§ **Tasks for this exercise**
1) In the excerpt on health benefit costs, write out the passage starting at "Another consideration is" and ending at "a group plan.", substituting "insurance marketplaces" for "health care exchanges".
2) Check each statement against the excerpt on health benefit costs and say yes or no, quoting the words that settle it: (a) Matt Byrne is an executive vice president at a Chicago-based company. (b) Bullock & Associates is located in Chicago. (c) Under a Level Funded plan, any overages are refunded to employees.
3) Continue the excerpt on health benefit costs from the point where it stops.

§ **Excerpt provided**

■ ■ ■ ■ ■ ■ ■

As an employer, providing health insurance is a critical benefit, particularly in these times of tight labor. Our challenge is to offer competitive benefits without breaking the bank. So what are some strategies for 2023 to keep our companies’ health benefits costs under control?

“One thing to consider is a “Level Funded Plan” for your business,” says Matt Byrne, an executive vice president with Chicago-based Byrne Byrne and Company who serves hundreds of clients in Cook County and elsewhere in the area.

A Level Funded health plan is an insurance arrangement where you, as employer, pay in a fixed monthly payment that covers the “estimated” costs for potential claims, administrative expenses and any big-ticket items like surgery or health treatments.



If your employee demographics skew toward a younger age with few health issues, then you could get money back at the end of the plan year if there are less claims and expenses than estimated. Any overages would be built into future premiums.

“It’s a form of self-insurance and kind of a win-win for employers,” Byrne says. “And it’s become much more popular with my clients over the past few years. I’ve seen some groups save as much as 50 percent compared to other insurance plans, depending on their age group and history.”

Another consideration is an ICHRA, or Individual Coverage Health Reimbursement Arrangement. With an ICHRA you still pay for your employees’ health insurance. But instead of forcing them into a plan that you choose for them, you reimburse your employees for the health insurance they choose to buy on the health care exchanges or through another broker. And because you’re giving them the ability to buy their own health insurance you avoid all the time and costs involved to choose and administer a group plan.

“If administered by someone who knows what they’re doing, and if you’re being advised properly as to which plan is best suited for an ICHRA, you will almost invariably come out on top,” Byrne says.



TJ Bullock is also a big fan of ICHRAs because of the big tax advantages that comes with these plans.

“An employee doesn’t pay tax on the money going in, they don’t pay tax on the money coming out and they don’t pay tax on any interest earned,” Bullock, who owns Bullock & Associates, an employee benefits firm in Oakbrook Terrace, says. “Plus the employer gets a tax deduction.”

In addition to ICHRAs and Level Funded Plans, Bullock recommends that his clients consider Health Savings Accounts that are paired with their high deductible plans.

■ ■ ■ ■ ■ ■ ■

[Natural language region descriptions]
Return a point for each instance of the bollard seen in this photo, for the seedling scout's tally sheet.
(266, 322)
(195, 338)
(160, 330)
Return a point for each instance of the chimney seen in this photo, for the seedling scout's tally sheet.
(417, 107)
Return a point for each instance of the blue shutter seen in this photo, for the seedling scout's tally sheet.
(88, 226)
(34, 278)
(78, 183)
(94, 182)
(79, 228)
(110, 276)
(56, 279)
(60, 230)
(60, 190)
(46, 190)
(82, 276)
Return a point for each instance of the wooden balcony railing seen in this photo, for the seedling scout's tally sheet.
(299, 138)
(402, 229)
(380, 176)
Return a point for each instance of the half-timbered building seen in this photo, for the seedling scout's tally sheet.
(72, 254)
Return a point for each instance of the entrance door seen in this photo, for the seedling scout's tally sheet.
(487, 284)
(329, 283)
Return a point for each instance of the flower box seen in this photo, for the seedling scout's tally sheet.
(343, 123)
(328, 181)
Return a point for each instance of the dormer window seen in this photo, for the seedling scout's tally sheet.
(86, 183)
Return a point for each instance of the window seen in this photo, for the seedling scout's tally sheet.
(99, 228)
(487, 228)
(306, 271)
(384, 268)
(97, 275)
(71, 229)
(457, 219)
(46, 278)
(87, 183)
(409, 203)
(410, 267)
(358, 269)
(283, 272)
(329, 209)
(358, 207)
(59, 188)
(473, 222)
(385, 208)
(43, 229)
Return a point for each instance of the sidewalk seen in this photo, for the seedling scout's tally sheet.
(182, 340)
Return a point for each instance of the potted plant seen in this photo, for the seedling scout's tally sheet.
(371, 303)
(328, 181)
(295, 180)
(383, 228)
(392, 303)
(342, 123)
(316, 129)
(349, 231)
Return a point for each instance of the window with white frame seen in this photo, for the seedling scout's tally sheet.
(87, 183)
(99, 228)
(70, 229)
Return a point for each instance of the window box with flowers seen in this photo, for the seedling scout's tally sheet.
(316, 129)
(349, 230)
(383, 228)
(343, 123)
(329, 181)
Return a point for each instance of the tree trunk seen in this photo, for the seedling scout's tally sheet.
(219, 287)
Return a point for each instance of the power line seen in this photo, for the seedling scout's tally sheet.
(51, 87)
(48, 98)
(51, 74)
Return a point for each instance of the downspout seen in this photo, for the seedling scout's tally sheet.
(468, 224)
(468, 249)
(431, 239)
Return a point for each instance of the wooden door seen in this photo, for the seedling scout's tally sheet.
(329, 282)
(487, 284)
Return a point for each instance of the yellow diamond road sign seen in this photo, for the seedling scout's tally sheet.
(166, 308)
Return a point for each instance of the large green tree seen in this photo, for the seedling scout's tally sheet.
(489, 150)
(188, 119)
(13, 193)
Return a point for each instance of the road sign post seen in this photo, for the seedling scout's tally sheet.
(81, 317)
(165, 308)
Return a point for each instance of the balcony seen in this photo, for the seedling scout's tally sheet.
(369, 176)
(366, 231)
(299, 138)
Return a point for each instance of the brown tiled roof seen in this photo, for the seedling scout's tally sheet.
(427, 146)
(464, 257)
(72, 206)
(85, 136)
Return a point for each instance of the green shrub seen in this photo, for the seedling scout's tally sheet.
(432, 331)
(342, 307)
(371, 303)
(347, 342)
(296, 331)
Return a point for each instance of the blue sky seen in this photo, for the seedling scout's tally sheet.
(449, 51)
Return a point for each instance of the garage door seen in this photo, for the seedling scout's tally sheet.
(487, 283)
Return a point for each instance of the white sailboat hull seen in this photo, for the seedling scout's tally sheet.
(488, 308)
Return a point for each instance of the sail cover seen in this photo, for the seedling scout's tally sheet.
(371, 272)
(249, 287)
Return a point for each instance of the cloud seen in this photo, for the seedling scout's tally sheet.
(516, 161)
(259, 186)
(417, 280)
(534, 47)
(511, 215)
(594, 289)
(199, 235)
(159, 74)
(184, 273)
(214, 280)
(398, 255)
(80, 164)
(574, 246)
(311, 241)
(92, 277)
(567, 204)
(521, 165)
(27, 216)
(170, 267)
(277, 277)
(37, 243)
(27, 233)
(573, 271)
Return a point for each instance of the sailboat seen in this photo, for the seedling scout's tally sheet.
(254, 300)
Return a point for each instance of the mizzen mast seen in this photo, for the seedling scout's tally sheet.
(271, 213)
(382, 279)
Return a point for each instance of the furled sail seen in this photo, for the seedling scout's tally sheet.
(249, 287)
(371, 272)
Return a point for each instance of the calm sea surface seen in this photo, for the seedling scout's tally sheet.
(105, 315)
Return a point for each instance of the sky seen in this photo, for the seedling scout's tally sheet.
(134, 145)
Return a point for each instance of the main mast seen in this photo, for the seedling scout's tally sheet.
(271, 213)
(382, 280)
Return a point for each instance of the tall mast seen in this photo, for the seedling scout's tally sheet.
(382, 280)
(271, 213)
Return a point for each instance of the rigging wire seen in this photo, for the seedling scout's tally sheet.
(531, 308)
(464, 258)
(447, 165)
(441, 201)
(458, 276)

■ ■ ■ ■ ■ ■ ■

§ **Task answers**
1)
Another consideration is an ICHRA, or Individual Coverage Health Reimbursement Arrangement. With an ICHRA you still pay for your employees’ health insurance. But instead of forcing them into a plan that you choose for them, you reimburse your employees for the health insurance they choose to buy on the insurance marketplaces or through another broker. And because you’re giving them the ability to buy their own health insurance you avoid all the time and costs involved to choose and administer a group plan.

2)
(a) Yes: "an executive vice president with Chicago-based Byrne Byrne and Company"
(b) No: "an employee benefits firm in Oakbrook Terrace"
(c) No: "Any overages would be built into future premiums."

3)
“This way people can put money away pretax for unreimbursed expenses like eyeglasses and acupuncture,” he says. “And even if they don’t use it all, the money grows tax free and they can carry it over to the next year.”

Bullock also encourages his clients to expand the use of the online consulting services many insurance companies are now covering so employees can get medical consultation online and to step up their mental health benefits using platforms like BetterUp and Teledoc.

“Mental health, in particular, is a huge issue that can seriously hurt both your employees and your business,” he says. “There have been numerous studies showing how untreated mental health conditions hurt productivity and cost employers billions every year and that physical health problems tend to be more expensive if there’s also an untreated mental health condition.”

Controlling costs will certainly be important this year, but cost isn’t everything. In many cases it’s not as important as providing the right type of health benefits that best caters to your organization.

“When it comes to health insurance, you need to decide on your priorities,” Kahan says. “Is it cost? Is it deductible or out of pocket? How do you, as the employer, feel about contributing? What do you think your employees can afford?”

Most importantly, she says, is to work with a good benefits adviser to figure out what others in your market are doing.

“Once you’ve done that, you have to go back and look in the mirror and say, do my benefits mirror the culture of my company and my own personal ethos,” she says. “If you’re just shopping a number, you’re always going to fail.”